-- EXCERPTED PASSAGE follows --

For reasons not entirely clear, November is the month when many of the world’s leading dictionaries announce their Word of the Year selections.
Sometimes the honorees are of brand-new coinage, as with omnishambles at the top of Oxford’s list for 2012; sometimes they’re about as old as English itself, as with bluster in the No. 1 spot on dictionary.com.
By recognizing usage that’s especially intensive, or inventive – or both – the selections always have something interesting to say about what’s been most on the mind of English speakers in the year preceding. And this year, words about environment – weather, nature, biology, mining and making electricity — seem unusually well-represented among the winners and also-rans. Or so I thought.
A 'lexigraphically quiet' year
Editors at dictionary.com went with the venerable bluster as their Word of the Year, partly because 2012 had been “lexigraphically quiet” in terms of must-add neologisms and also because
2012 saw the most expensive political campaigns and some of the most extreme weather events in human history, from floods in Australia to cyclones in China to Hurricane Sandy and many others. Man-made disasters spiraled as the European Central Bank continued to hem and haw over bailouts and austerity, and Greeks went to the polls after years of uncertainty. Even after many spilled words, the stability of the Euro fuels debate around the world. So what one word conveys these dominant trends of 2012? Bluster.
Over at Oxford University Press, a lexicographer told The Guardian, editors chose omnishambles as their top new word of 2012 because of its popularity and “linguistic productivity” in describing any "a situation that has been comprehensively mismanaged, characterised by a string of blunders and miscalculations."
Britons who learned the word from a BBC television comedy, “The Thick of It,” have applied it to all manner of blunder and scandal in the UK and generously coined a variation for export to the U.S. market: Romneyshambles.
(Speaking of the U.S. market, it should be noted that Oxford often chooses two top words for the year, one for the British-speaking world and one for Americans. For 2012, our disappointingly old, unlovely and not so useful honoree is GIF as a verb, meaning “to make a GIF image” in one of the more elderly computer imaging formats available. Thanks awfully, OUP.)

-- EXCERPTED PASSAGE concluded --

Please answer these questions about the Word of the Year article.
(a) Which word did dictionary.com select as its Word of the Year?
(b) From which BBC television comedy did Britons learn the word omnishambles?
(c) What did Oxford choose as its 2012 honoree for Americans?

-- PROVIDED DATA follows --

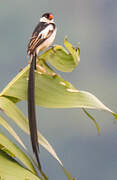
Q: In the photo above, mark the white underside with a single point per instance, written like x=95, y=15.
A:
x=47, y=42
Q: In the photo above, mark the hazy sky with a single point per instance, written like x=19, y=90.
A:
x=93, y=23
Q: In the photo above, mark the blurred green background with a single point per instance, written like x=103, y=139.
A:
x=94, y=23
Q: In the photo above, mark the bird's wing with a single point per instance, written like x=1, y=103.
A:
x=39, y=36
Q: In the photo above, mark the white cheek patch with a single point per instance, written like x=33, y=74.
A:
x=44, y=33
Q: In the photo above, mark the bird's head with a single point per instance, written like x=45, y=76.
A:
x=47, y=17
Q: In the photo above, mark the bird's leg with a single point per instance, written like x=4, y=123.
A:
x=52, y=47
x=42, y=70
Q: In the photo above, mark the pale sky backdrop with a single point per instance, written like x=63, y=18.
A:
x=94, y=23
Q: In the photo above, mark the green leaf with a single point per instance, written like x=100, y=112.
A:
x=94, y=121
x=61, y=59
x=11, y=149
x=11, y=170
x=11, y=131
x=12, y=111
x=53, y=92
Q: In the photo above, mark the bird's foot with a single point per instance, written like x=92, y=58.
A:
x=41, y=70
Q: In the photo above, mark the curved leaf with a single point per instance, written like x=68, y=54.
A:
x=12, y=111
x=11, y=149
x=11, y=131
x=11, y=170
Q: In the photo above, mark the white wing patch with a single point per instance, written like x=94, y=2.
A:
x=43, y=34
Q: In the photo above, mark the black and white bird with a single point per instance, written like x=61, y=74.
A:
x=42, y=37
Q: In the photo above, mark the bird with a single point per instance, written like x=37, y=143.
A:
x=42, y=37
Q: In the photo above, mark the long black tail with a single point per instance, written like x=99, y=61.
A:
x=31, y=110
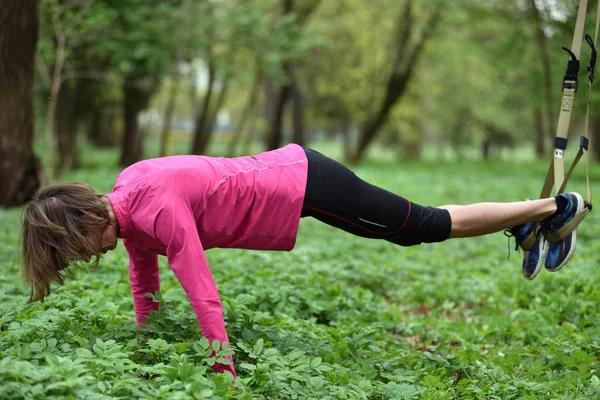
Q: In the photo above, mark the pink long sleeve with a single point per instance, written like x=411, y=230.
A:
x=144, y=278
x=175, y=227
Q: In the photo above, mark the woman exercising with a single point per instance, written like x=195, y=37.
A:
x=180, y=206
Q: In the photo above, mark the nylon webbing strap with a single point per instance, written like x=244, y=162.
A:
x=557, y=169
x=584, y=143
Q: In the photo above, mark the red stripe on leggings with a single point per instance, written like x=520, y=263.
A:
x=360, y=226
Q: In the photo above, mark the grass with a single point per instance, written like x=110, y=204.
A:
x=338, y=317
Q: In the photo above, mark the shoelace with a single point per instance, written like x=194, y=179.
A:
x=538, y=231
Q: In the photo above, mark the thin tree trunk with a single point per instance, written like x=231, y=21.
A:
x=168, y=116
x=135, y=99
x=210, y=123
x=248, y=107
x=543, y=47
x=175, y=75
x=275, y=136
x=19, y=168
x=404, y=65
x=202, y=117
x=54, y=92
x=298, y=115
x=247, y=149
x=67, y=128
x=595, y=142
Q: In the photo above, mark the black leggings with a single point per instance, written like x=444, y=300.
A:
x=337, y=197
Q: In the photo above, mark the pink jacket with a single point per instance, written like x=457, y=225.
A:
x=180, y=206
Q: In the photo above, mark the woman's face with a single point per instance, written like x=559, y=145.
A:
x=108, y=241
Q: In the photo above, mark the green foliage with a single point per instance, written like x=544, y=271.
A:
x=339, y=317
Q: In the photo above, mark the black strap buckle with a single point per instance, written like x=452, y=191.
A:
x=570, y=80
x=592, y=65
x=584, y=142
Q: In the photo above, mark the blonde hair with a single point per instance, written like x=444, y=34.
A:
x=56, y=235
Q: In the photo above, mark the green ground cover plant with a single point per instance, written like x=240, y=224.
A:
x=338, y=318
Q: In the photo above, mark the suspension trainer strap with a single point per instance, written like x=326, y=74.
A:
x=584, y=142
x=570, y=85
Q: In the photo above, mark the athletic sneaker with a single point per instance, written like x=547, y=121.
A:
x=528, y=236
x=560, y=231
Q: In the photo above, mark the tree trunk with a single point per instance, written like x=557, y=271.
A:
x=103, y=125
x=206, y=135
x=203, y=116
x=298, y=114
x=179, y=53
x=57, y=75
x=238, y=132
x=545, y=59
x=168, y=116
x=67, y=122
x=404, y=65
x=135, y=99
x=19, y=168
x=275, y=136
x=595, y=139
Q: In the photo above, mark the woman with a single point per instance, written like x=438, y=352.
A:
x=181, y=206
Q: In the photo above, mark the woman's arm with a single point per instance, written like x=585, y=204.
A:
x=175, y=227
x=143, y=275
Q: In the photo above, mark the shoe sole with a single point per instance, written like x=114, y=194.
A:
x=564, y=231
x=569, y=254
x=541, y=261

-- PROVIDED DATA concluded --

▶ [RESPONSE AREA]:
(a) Bluster
(b) "The Thick of It"
(c) GIF as a verb, meaning "to make a GIF image"